> ÉNONCÉ A
Indique combien de lignes des entrées contiennent la chaîne « background ». Donne seulement le nombre.

> EXTRAIT DU TEXTE
○ ○ ○

3. Il ressort des énonciations de l'arrêt attaqué que la cour administrative d'appel de Lyon a déduit de ce que les véhicules en cause étaient utilisés en France par la société Butterfield et Robinson France que celle-ci était redevable de la taxe sur les véhicules de société à raison de ces véhicules. En statuant ainsi, alors qu'elle relevait par ailleurs que ces véhicules faisaient l'objet de contrats de location conclus entre la société mère canadienne

Butterfield et Robinson Inc. et la société Europcar, la cour administrative d'appel de Lyon a commis une erreur de droit au regard des dispositions de l'article 1010 du code général des impôts telles qu'interprétées au point 2 ci-dessus. Par suite, sans qu'il soit besoin de se prononcer sur les autres moyens du pourvoi, la société Butterfield et Robinson France est fondée à demander l'annulation de l'arrêt qu'elle attaque.

4. Il y a lieu, dans les circonstances de l'espèce, de régler l'affaire au fond en application des dispositions de l'article L. 821-2 du code de justice administrative🏛.

○ ○ ○

> DONNÉES AFFICHÉES
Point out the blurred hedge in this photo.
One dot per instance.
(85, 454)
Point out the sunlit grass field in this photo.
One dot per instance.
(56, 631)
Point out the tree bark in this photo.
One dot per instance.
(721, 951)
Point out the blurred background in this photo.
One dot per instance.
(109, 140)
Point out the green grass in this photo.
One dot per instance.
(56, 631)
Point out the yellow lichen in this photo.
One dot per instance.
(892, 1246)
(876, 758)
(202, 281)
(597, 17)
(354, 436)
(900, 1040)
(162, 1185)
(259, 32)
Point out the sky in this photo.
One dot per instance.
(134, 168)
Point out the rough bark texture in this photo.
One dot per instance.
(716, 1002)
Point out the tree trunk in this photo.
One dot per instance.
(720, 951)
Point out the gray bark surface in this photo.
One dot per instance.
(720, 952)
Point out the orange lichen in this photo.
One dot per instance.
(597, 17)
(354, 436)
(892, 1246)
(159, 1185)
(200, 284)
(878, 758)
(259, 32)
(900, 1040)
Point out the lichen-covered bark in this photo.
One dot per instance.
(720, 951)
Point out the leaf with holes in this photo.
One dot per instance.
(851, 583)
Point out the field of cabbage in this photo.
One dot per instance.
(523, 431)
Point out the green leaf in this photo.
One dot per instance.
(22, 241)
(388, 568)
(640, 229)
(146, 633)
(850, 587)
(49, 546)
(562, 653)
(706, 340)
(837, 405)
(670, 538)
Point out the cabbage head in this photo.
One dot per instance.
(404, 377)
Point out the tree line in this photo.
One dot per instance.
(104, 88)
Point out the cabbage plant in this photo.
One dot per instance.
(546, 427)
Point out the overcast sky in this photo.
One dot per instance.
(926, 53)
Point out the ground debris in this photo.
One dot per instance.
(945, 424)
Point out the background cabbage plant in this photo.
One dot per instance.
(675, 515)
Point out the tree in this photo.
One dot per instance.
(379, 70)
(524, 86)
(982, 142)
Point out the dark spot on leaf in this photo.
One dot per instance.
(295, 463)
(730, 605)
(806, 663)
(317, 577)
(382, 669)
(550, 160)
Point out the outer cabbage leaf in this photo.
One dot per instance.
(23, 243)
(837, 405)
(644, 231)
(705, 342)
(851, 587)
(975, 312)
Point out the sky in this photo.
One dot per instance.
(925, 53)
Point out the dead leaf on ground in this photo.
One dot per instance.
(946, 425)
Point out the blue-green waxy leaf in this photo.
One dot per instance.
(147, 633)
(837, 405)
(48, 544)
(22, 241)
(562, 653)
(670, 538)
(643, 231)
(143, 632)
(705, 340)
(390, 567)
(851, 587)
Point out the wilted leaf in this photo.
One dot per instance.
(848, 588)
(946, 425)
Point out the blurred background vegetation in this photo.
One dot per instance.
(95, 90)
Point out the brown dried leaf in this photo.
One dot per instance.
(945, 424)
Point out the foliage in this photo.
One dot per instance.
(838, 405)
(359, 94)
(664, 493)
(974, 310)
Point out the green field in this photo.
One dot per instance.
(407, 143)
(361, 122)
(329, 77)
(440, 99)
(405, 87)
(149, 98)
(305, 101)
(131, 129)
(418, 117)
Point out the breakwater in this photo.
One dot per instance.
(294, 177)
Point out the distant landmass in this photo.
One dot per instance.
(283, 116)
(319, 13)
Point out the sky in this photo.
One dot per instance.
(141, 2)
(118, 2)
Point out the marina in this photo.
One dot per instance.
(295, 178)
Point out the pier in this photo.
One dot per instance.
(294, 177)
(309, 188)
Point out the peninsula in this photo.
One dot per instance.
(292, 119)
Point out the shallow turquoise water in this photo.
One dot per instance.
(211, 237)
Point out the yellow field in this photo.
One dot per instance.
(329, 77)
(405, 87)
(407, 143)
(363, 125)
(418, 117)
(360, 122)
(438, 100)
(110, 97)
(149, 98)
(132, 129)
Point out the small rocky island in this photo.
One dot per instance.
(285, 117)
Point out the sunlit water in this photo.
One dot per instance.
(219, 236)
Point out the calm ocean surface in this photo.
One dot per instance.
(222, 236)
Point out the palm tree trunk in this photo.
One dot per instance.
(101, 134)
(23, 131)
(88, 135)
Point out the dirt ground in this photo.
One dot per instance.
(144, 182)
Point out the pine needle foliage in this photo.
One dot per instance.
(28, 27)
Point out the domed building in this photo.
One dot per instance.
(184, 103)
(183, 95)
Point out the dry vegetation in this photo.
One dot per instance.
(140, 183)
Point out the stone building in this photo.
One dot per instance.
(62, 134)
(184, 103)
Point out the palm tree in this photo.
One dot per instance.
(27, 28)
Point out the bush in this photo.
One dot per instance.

○ ○ ○

> ÉNONCÉ B
Poursuis l'extrait de décision sur la taxe sur les véhicules de société après sa dernière phrase.

> RÉPONSE ATTENDUE A
3

> RÉPONSE ATTENDUE B
5. Aux termes du dernier alinéa de l'article L. 10 du livre des procédures fiscales🏛 : " Les dispositions contenues dans la charte des droits et obligations du contribuable vérifié mentionnée au troisième alinéa de l'article L. 47 sont opposables à l'administration ". En vertu de cette charte, le contribuable peut saisir l'inspecteur divisionnaire ou principal pour obtenir des éclaircissements supplémentaires sur les rectifications envisagées au terme de la vérification. Si des divergences importantes subsistent, il peut en outre faire appel à un interlocuteur spécialement désigné par le directeur dont dépend le vérificateur.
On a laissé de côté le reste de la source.